## [TASK REQUIREMENTS]
Turn every line of the material below into a numbered list, skipping blank lines. Leave out any picture.

** start of ENTRIES PROVIDED **

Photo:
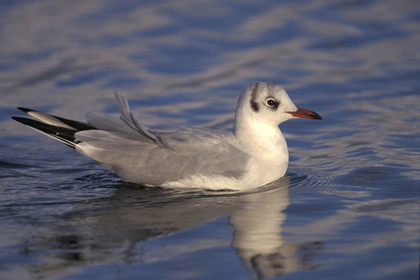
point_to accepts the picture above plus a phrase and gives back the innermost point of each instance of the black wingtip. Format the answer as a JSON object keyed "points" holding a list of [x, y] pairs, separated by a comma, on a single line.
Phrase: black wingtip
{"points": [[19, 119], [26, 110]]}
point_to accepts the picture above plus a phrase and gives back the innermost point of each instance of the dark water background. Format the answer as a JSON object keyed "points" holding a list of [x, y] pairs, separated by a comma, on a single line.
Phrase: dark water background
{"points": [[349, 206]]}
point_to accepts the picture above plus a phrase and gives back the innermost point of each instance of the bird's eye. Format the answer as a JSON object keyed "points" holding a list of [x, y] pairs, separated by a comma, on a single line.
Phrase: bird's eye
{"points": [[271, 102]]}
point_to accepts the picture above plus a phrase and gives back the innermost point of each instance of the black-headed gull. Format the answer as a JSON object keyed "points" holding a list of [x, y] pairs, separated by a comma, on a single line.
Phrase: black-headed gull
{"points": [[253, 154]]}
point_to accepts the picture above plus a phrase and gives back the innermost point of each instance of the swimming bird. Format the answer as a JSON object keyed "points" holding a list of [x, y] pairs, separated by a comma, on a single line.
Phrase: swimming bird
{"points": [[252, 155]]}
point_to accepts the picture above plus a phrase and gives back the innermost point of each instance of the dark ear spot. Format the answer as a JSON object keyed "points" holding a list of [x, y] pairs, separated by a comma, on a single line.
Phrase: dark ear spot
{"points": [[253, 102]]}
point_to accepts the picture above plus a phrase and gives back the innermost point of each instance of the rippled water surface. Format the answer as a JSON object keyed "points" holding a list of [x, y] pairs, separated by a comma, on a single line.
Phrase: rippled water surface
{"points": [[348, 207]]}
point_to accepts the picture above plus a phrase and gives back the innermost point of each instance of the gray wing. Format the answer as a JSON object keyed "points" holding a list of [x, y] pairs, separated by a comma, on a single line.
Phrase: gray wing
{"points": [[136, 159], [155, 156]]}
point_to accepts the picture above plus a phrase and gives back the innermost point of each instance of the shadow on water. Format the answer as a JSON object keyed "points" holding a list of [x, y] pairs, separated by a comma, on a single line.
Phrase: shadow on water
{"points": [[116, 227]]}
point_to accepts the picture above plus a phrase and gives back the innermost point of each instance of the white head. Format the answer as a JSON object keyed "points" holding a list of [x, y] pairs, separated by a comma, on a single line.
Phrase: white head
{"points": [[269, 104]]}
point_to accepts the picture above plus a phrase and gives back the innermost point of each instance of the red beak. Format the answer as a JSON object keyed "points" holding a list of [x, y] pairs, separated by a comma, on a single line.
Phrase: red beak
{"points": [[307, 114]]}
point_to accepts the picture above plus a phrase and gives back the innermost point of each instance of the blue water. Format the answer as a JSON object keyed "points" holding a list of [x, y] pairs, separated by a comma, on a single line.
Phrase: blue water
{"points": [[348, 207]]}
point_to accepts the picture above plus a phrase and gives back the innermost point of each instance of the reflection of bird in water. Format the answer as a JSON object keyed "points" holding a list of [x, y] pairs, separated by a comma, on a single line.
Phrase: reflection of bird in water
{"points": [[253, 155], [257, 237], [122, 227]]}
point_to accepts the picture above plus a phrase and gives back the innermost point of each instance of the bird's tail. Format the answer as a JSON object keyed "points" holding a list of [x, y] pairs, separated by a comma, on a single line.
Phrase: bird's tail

** end of ENTRIES PROVIDED **

## [CORRECT RESPONSE]
1. Photo:
2. point_to accepts the picture above plus a phrase and gives back the innermost point of each instance of the black wingtip. Format the answer as a JSON object keyed "points" holding a list of [x, y] pairs, separated by a comma, on a single line.
3. Phrase: black wingtip
4. {"points": [[19, 119], [26, 110]]}
5. point_to accepts the picture above plus a phrase and gives back the innermost point of each instance of the dark water background. Format the answer as a JSON object keyed "points" holding a list of [x, y] pairs, separated by a comma, on a single line.
6. Phrase: dark water background
7. {"points": [[349, 206]]}
8. point_to accepts the picture above plus a phrase and gives back the innermost point of each instance of the bird's eye. Format the answer as a JSON object keyed "points" holding a list of [x, y] pairs, separated by a comma, on a single line.
9. Phrase: bird's eye
10. {"points": [[271, 102]]}
11. point_to accepts the picture above plus a phrase and gives back the innermost point of each instance of the black-headed gull. Format the answer as a JSON object keyed "points" holding a list of [x, y] pairs, separated by a comma, on a single line.
12. Phrase: black-headed gull
13. {"points": [[253, 154]]}
14. point_to accepts the picture above plus a phrase and gives back the innermost point of each instance of the swimming bird. Format the answer as a JSON object keyed "points" holding a list of [x, y] pairs, separated by a comma, on a single line.
15. Phrase: swimming bird
16. {"points": [[252, 155]]}
17. point_to accepts the picture above plus a phrase and gives back the innermost point of each instance of the dark ear spot. Format the answer as a JSON object keyed "points" holding a list of [x, y] pairs, separated by a comma, on a single line.
18. Phrase: dark ear spot
19. {"points": [[253, 102]]}
20. point_to accepts the picture above plus a phrase and gives back the innermost point of each instance of the rippled water surface. Format the answer as a JSON object keyed "points" holding a list of [x, y] pairs, separated by a comma, on a single line.
21. Phrase: rippled water surface
22. {"points": [[348, 207]]}
23. point_to accepts the picture above plus a phrase and gives back the innermost point of each instance of the gray wing. Format the answer as a JSON object keyed "points" holding a list of [x, y] pairs, separated by a comma, on a single line.
24. Phrase: gray wing
25. {"points": [[136, 159], [155, 156]]}
26. point_to accepts the picture above plus a phrase and gives back the innermost point of each instance of the shadow on water. Format the answer as a JSON object keyed "points" holding a list of [x, y] pairs, separated by a comma, on a single line.
27. Phrase: shadow on water
28. {"points": [[116, 227]]}
29. point_to accepts the picture above plus a phrase and gives back the innermost point of each instance of the white head. Format the answer as a JSON object keyed "points" holding a list of [x, y] pairs, separated by a comma, on a single line.
30. Phrase: white head
31. {"points": [[269, 104]]}
32. point_to accepts the picture above plus a phrase and gives back the innermost point of each instance of the red beak. Format the answer as a JSON object keyed "points" holding a list of [x, y] pairs, separated by a comma, on a single line.
33. Phrase: red beak
34. {"points": [[307, 114]]}
35. point_to accepts the picture above plus a phrase and gives back the innermost point of each instance of the blue water. Format the answer as a JSON object keyed "points" holding a list of [x, y] pairs, separated by a comma, on a single line.
36. Phrase: blue water
37. {"points": [[348, 207]]}
38. point_to accepts the picture above plus a phrase and gives back the innermost point of each instance of the reflection of bird in water. Format the answer as a JSON object keyed "points" holding a list of [x, y] pairs, separated by a comma, on a single line.
39. Phrase: reflection of bird in water
40. {"points": [[253, 155], [257, 237], [122, 227]]}
41. point_to accepts the picture above plus a phrase and gives back the innermost point of each instance of the bird's tail. Format the answer as a JSON object keyed "points" holding a list of [x, y] pairs, separated by a comma, on a single line.
42. Phrase: bird's tail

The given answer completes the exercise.